After locating the line with "brown background in the photo above.", reproduce it and all following lines of the listing below exactly, stopping only at the final line.

■ **PROVIDED DATA**:
◇ ◇ ◇
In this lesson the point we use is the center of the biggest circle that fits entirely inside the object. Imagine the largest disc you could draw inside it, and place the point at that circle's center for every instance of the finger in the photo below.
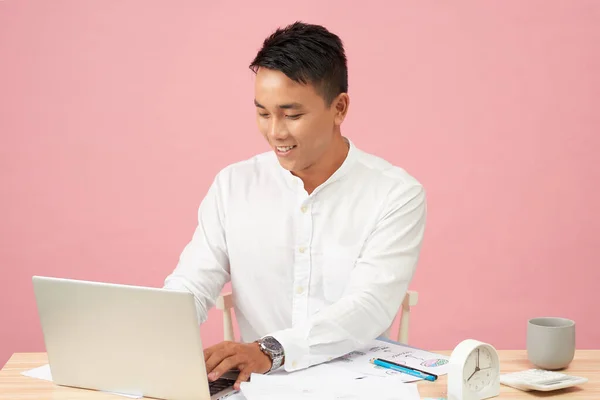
(224, 366)
(244, 376)
(218, 356)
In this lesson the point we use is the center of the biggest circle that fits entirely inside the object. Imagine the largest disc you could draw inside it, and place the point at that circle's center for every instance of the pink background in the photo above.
(116, 115)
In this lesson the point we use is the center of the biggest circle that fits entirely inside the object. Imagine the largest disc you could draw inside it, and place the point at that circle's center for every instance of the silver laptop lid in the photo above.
(121, 338)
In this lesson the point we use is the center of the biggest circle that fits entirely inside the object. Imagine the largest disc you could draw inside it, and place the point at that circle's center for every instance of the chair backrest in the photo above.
(225, 304)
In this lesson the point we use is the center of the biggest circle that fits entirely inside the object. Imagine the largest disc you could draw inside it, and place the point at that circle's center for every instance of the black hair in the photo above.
(307, 54)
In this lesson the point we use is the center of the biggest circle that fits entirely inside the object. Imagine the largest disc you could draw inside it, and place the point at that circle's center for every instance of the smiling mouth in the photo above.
(285, 149)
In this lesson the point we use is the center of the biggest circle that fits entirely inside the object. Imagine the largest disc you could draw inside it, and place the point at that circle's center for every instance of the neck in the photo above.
(318, 173)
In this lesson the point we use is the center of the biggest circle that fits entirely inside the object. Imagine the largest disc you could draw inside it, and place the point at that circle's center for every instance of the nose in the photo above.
(277, 130)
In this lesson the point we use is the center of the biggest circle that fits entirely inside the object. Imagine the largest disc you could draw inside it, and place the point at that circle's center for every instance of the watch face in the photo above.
(480, 370)
(272, 345)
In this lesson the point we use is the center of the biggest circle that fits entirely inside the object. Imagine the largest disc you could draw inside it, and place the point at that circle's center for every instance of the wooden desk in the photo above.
(15, 386)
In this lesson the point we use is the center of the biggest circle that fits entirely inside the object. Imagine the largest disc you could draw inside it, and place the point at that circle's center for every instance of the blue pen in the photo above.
(404, 369)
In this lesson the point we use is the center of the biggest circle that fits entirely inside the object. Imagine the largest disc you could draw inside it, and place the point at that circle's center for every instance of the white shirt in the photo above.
(323, 273)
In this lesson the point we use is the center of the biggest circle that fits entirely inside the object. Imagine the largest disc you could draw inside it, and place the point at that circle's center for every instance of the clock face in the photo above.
(480, 370)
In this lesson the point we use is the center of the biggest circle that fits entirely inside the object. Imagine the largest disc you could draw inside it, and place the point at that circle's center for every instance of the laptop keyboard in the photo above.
(220, 384)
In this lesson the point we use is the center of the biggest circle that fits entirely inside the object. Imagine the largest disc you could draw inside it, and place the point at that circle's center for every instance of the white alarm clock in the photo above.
(474, 371)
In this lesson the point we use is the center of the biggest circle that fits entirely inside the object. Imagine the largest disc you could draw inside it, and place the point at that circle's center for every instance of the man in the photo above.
(319, 239)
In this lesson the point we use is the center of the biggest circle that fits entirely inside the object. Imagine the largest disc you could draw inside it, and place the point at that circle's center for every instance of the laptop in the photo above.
(126, 339)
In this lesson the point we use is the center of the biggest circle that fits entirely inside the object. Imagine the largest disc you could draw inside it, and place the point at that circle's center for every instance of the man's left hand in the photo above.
(246, 357)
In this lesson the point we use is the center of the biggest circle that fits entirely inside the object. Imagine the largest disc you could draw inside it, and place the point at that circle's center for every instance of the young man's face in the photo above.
(294, 119)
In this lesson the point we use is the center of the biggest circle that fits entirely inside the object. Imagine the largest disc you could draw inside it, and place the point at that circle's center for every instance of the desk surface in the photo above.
(15, 386)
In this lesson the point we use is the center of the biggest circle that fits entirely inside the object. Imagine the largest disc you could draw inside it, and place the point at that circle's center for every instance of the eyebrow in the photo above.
(292, 106)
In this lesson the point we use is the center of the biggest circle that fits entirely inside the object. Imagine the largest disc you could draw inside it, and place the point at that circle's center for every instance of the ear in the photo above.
(340, 106)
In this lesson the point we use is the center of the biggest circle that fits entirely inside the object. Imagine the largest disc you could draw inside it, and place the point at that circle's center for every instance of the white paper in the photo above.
(290, 387)
(359, 361)
(44, 373)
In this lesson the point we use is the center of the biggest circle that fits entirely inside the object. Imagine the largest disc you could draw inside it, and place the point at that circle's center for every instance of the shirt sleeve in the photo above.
(376, 289)
(203, 267)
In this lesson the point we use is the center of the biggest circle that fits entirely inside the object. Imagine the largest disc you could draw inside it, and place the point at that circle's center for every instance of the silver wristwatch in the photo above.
(271, 347)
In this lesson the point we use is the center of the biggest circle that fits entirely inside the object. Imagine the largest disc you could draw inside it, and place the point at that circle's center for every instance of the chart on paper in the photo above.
(359, 361)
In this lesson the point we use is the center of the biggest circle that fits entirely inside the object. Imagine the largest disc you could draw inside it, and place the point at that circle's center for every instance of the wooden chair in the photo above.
(225, 304)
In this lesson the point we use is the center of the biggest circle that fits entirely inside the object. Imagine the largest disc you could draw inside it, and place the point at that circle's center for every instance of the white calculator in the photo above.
(539, 379)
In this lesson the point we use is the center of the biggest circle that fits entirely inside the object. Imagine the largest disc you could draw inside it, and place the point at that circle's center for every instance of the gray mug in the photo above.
(550, 342)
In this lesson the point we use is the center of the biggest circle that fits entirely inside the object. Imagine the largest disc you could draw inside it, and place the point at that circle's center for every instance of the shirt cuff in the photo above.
(295, 349)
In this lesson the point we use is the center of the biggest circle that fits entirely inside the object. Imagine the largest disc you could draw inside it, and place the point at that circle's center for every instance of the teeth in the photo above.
(285, 148)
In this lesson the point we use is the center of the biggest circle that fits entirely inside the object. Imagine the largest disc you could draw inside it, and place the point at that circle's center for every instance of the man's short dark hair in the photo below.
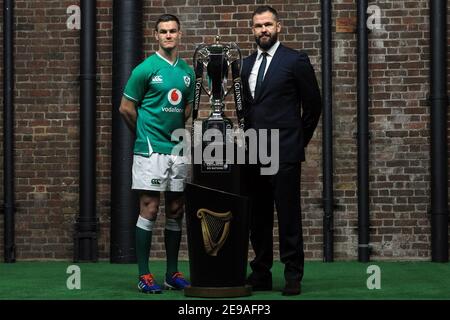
(165, 18)
(262, 9)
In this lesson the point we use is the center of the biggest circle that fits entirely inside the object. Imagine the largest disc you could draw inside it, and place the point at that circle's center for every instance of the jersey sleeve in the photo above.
(137, 85)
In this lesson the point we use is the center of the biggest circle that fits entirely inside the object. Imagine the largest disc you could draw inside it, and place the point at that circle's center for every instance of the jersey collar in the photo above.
(172, 64)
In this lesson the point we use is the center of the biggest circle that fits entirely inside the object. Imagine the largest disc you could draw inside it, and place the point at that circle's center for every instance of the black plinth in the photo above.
(221, 273)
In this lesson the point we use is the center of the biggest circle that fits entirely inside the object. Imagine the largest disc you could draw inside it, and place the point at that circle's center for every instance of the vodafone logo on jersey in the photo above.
(174, 96)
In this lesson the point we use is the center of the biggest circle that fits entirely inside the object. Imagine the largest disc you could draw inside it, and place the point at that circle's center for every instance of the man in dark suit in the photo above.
(280, 92)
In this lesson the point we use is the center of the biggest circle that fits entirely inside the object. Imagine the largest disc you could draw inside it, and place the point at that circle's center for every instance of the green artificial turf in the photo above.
(335, 281)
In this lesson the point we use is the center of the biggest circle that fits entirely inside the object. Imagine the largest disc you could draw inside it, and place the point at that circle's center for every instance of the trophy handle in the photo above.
(236, 73)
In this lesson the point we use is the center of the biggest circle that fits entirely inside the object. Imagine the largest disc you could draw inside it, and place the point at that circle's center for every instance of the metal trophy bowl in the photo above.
(217, 212)
(217, 59)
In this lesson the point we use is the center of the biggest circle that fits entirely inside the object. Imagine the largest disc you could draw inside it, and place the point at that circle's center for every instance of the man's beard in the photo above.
(269, 43)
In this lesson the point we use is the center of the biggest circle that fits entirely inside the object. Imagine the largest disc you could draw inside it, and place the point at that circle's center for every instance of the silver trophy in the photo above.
(217, 59)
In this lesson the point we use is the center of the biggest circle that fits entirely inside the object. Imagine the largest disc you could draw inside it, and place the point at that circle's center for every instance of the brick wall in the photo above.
(47, 120)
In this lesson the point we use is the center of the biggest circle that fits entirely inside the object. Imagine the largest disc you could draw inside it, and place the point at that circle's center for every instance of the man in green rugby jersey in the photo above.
(156, 101)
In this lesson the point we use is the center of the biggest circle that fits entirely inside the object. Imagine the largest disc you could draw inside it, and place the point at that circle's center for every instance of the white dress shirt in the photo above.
(254, 73)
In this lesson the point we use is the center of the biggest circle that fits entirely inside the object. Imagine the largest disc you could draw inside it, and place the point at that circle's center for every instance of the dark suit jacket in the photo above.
(289, 100)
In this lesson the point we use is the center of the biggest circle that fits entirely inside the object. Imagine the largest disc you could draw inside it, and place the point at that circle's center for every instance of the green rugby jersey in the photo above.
(161, 91)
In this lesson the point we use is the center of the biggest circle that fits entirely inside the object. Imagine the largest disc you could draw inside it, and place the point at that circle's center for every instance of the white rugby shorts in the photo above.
(159, 172)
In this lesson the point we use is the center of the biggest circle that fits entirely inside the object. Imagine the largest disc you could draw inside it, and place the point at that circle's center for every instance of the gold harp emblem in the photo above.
(215, 229)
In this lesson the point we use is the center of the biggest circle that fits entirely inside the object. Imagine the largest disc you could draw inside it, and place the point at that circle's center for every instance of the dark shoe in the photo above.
(292, 288)
(259, 283)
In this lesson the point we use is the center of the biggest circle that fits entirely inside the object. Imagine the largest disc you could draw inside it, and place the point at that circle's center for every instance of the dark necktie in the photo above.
(261, 70)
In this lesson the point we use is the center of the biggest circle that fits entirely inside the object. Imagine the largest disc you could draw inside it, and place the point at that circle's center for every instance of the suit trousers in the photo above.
(282, 191)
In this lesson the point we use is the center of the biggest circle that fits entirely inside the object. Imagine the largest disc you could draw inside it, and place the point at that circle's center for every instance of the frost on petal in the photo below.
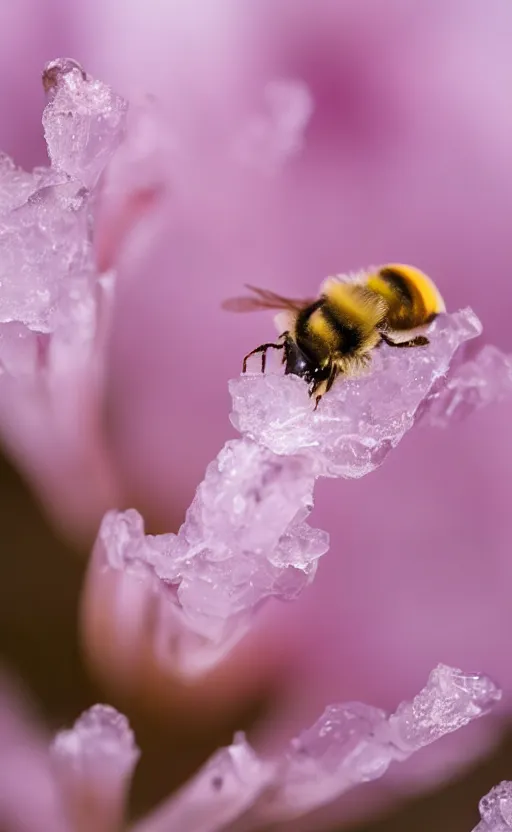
(224, 789)
(54, 304)
(471, 385)
(83, 121)
(350, 744)
(29, 796)
(361, 419)
(94, 763)
(496, 809)
(246, 537)
(355, 743)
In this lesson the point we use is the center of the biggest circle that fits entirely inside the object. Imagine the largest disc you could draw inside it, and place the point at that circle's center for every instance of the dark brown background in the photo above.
(40, 580)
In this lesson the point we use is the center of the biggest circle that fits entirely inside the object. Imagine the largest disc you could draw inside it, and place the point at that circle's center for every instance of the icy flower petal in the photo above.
(94, 763)
(496, 809)
(360, 420)
(55, 306)
(473, 384)
(83, 122)
(349, 744)
(244, 538)
(29, 797)
(222, 791)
◇ ◇ ◇
■ **PROBLEM SOLUTION**:
In this lesson the point we use is the center of the biggest circle that fits entirely inside the object. Imagine the largest disc you could draw inside it, and place the point at that circle's center for every instance of the dark brown background in the photo above.
(40, 580)
In this lesson the point we use is the center of the biggest circle that fits entirely inside the object. Imagine the largest disc you could draw inside it, and place the point at that circle's center for every instance of the icy flower petal in the photo above.
(94, 763)
(496, 809)
(360, 420)
(55, 306)
(473, 384)
(83, 122)
(349, 744)
(244, 538)
(29, 797)
(222, 791)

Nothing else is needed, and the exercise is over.